The Denver TB Course
Since the introduction of effective chemotherapy, many changes have come about in the management of tuberculosis. Most important have been the shift from sanatoria based to general hospital and clinic based treatment and the knowledge that active disease can reliably be prevented among those who are latently infected. With the development of effective drugs for TB, the significant advances in bacteriology, and increased knowledge about the treatment of latent TB infection, the approach to tuberculosis control has become increasingly sophisticated.
The purpose of this course is to present this body of knowledge to general internists, public health workers, infectious diseases and chest specialists, registered nurses, and other healthcare providers who will be responsible for the management and care of tuberculosis.
Held at the National Jewish Health hospital in Denver, USA. Full programme available from the website.
1. Discuss the epidemiological features which are associated with increased risk for tuberculosis.
2. Explain the clinical manifestations of tuberculosis and how they differ in unique patient populations such as pediatrics or HIV co-infection.
3. Recognize the tools available for diagnosis of tuberculosis and their differences, advantages, and possible shortcomings.
4. Formulate a treatment regimen for a patient with drug susceptible or drug resistant tuberculosis while understanding the pharmacokinetics and potential toxicities of that regimen.
5. Discuss the importance and performance of contact investigation among persons exposed to new cases of communicable TB.

### Tasks and exercises
**a)** Reproduce word for word the portion of the Denver TB Course text between "The purpose of" and "care of tuberculosis.", inclusive.
**b)** In the Denver TB Course text, list each distinct verb that opens one of the numbered points, naming any repeated verb only once.
The material that follows comes from a separate source, not from the Denver TB Course text.

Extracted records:
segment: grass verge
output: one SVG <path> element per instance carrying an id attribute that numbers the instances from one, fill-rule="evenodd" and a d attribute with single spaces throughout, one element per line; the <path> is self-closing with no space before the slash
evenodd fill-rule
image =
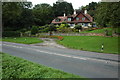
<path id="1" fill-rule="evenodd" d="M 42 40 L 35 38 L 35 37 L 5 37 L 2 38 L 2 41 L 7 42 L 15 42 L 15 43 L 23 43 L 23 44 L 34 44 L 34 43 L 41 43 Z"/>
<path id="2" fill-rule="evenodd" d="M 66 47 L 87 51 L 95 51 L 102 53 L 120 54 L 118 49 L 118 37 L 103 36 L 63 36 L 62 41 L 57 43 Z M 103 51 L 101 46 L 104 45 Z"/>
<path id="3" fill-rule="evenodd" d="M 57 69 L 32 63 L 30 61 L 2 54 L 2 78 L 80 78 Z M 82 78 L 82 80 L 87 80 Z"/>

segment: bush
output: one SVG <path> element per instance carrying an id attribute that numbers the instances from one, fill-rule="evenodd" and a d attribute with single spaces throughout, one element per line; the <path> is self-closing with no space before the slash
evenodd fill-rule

--

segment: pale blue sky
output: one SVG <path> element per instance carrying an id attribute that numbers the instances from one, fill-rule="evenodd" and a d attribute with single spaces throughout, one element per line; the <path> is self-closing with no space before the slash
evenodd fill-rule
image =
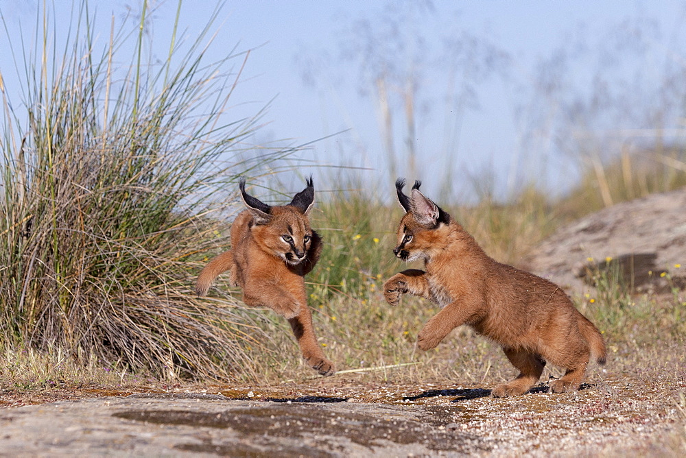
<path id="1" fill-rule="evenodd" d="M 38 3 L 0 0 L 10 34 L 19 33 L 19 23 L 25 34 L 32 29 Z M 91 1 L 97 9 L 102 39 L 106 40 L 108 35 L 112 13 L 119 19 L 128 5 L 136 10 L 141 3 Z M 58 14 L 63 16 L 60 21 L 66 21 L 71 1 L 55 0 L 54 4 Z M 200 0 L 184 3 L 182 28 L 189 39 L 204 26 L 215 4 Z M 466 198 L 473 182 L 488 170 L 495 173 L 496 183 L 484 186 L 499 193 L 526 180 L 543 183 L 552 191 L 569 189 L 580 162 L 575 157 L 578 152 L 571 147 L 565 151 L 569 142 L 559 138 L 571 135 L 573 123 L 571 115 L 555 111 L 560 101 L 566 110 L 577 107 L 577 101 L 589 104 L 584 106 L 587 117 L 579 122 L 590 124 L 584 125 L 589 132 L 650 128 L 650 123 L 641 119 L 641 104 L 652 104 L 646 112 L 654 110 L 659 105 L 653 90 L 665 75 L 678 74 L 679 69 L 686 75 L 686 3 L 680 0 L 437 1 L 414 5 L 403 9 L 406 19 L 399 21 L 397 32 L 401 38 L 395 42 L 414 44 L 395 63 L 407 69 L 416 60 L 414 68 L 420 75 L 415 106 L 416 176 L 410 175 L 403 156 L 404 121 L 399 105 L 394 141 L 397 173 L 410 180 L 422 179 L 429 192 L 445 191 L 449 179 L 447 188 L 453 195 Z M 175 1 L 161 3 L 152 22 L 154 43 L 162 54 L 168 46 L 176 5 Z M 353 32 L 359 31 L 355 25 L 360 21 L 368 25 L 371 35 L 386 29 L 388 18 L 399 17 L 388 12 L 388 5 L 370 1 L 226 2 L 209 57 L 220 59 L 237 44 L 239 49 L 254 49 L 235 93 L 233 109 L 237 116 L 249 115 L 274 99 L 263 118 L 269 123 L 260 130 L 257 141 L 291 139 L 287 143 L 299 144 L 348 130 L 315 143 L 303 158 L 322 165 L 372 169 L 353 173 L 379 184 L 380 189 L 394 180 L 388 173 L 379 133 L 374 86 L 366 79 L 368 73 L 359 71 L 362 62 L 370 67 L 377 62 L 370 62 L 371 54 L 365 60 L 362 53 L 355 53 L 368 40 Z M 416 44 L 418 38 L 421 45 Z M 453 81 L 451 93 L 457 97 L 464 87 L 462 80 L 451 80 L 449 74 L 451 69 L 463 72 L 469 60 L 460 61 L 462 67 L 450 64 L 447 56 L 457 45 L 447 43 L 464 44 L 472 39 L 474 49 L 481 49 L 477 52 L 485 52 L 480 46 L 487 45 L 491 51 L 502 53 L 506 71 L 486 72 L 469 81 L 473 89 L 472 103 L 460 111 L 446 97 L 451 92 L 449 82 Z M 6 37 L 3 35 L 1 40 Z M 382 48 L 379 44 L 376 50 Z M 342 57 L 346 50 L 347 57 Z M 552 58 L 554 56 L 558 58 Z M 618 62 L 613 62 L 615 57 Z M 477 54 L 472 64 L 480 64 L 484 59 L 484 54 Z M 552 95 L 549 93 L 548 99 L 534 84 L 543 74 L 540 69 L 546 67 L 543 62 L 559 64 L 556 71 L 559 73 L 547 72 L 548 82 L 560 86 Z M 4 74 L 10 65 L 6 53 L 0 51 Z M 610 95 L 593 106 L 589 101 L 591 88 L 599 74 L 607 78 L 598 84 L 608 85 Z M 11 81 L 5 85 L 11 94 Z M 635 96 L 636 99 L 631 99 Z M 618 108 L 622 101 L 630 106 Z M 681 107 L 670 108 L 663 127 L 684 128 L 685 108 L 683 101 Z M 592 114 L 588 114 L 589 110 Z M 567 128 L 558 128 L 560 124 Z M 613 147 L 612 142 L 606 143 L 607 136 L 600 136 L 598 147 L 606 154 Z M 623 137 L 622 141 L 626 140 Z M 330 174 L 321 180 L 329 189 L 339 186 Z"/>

### Answers per task
**a)**
The purpose of this course is to present this body of knowledge to general internists, public health workers, infectious diseases and chest specialists, registered nurses, and other healthcare providers who will be responsible for the management and care of tuberculosis.

**b)** Discuss, Explain, Recognize, Formulate